Return every line in the listing below that contains the string "query", treating uppercase and lowercase as different.

* Material shown
# # # #

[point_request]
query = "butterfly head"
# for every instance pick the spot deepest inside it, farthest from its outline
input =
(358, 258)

# # # #

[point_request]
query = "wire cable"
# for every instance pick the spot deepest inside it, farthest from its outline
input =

# # # #

* Task output
query = "butterfly head"
query = "wire cable"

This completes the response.